[Items listed in a dataset]
=== Begin Enclosure ===

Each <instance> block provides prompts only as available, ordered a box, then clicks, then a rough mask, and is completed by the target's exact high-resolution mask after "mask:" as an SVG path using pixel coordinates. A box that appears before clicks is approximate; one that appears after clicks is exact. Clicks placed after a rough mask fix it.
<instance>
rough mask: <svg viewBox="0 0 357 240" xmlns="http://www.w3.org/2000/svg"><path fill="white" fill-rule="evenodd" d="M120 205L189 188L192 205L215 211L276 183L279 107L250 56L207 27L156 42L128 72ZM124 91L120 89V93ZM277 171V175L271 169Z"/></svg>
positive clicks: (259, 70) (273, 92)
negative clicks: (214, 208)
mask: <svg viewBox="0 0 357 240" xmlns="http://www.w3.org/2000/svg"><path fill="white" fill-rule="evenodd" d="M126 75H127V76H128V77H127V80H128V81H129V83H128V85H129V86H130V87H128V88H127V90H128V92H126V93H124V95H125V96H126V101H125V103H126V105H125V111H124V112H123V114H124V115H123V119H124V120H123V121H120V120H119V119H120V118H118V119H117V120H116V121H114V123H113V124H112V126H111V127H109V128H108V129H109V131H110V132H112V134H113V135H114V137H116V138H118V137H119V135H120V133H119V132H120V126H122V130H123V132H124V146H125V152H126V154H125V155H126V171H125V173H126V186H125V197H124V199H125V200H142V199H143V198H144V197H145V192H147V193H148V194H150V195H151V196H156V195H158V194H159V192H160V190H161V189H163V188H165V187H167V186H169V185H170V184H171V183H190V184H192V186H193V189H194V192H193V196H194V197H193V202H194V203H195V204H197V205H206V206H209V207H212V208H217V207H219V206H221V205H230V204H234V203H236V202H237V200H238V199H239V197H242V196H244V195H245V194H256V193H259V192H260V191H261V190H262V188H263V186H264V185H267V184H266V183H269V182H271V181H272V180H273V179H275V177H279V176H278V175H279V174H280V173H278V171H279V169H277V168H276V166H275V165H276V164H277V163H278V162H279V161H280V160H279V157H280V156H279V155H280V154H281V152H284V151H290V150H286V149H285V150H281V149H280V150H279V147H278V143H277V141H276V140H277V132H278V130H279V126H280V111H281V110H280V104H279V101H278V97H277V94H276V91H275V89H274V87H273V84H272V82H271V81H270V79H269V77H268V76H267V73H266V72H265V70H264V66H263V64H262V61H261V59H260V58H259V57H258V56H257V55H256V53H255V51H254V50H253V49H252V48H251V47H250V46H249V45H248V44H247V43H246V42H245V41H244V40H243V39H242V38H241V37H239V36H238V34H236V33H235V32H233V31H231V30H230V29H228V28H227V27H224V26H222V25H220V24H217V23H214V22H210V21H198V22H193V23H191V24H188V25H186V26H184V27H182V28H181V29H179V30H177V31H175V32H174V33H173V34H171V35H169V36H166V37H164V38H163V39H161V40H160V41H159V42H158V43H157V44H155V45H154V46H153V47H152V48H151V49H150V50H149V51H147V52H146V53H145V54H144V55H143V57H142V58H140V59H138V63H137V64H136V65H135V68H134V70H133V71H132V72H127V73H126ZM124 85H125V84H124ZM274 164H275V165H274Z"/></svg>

=== End Enclosure ===

Repeat the data above, word for word.

Each <instance> block provides prompts only as available, ordered a box, then clicks, then a rough mask, and is completed by the target's exact high-resolution mask after "mask:" as an SVG path using pixel coordinates. A box that appears before clicks is approximate; one that appears after clicks is exact. Clicks placed after a rough mask fix it.
<instance>
rough mask: <svg viewBox="0 0 357 240" xmlns="http://www.w3.org/2000/svg"><path fill="white" fill-rule="evenodd" d="M120 205L189 188L192 205L215 211L276 183L279 107L250 56L207 27L156 42L128 72ZM124 91L120 89V93ZM277 171V175L271 169Z"/></svg>
positive clicks: (259, 70) (273, 92)
negative clicks: (214, 208)
mask: <svg viewBox="0 0 357 240" xmlns="http://www.w3.org/2000/svg"><path fill="white" fill-rule="evenodd" d="M126 75H127V76H128V77H127V80H128V81H129V83H128V85H129V86H130V87H128V88H127V90H128V92H126V93H124V95H125V96H126V101H125V103H126V105H125V111H124V112H123V114H124V115H123V119H124V120H123V121H120V120H119V119H120V118H118V119H117V120H116V121H114V123H113V124H112V126H111V127H109V128H108V129H109V131H110V132H112V134H113V135H114V137H116V138H118V137H119V135H120V133H119V132H120V126H122V130H123V132H124V146H125V152H126V154H125V155H126V171H125V173H126V186H125V197H124V199H125V200H142V199H143V198H144V197H145V192H147V193H148V194H150V195H151V196H156V195H158V194H159V192H160V190H161V189H163V188H165V187H167V186H169V185H170V184H171V183H190V184H192V186H193V189H194V192H193V196H194V197H193V202H194V203H195V204H197V205H206V206H209V207H212V208H217V207H219V206H221V205H230V204H234V203H236V202H237V200H238V199H239V197H242V196H244V195H245V194H256V193H259V192H260V191H261V190H262V188H263V186H264V185H267V184H266V183H269V182H271V181H272V180H273V179H275V177H279V176H278V175H279V174H280V173H278V171H279V169H277V168H276V166H275V165H276V164H277V163H278V162H279V161H280V160H279V157H280V156H279V155H280V154H281V152H284V151H290V150H286V149H285V150H281V149H280V150H279V147H278V143H277V141H276V140H277V132H278V130H279V126H280V111H281V110H280V104H279V101H278V97H277V94H276V91H275V89H274V87H273V84H272V82H271V81H270V79H269V77H268V76H267V73H266V72H265V70H264V66H263V64H262V61H261V59H260V58H259V57H258V56H257V55H256V53H255V51H254V50H253V49H252V48H251V47H250V46H249V45H248V44H247V43H246V42H245V41H244V40H243V39H242V38H241V37H239V36H238V34H236V33H235V32H233V31H231V30H230V29H228V28H227V27H224V26H222V25H220V24H217V23H214V22H210V21H198V22H193V23H191V24H188V25H186V26H184V27H182V28H181V29H179V30H177V31H175V32H174V33H173V34H171V35H169V36H166V37H164V38H163V39H161V40H160V41H159V42H158V43H157V44H155V45H154V46H153V47H152V48H151V49H150V50H149V51H147V52H146V53H145V54H144V55H143V57H142V58H140V59H138V63H137V64H136V65H135V68H134V70H133V71H132V72H127V73H126ZM124 85H125V84H124ZM274 164H275V165H274Z"/></svg>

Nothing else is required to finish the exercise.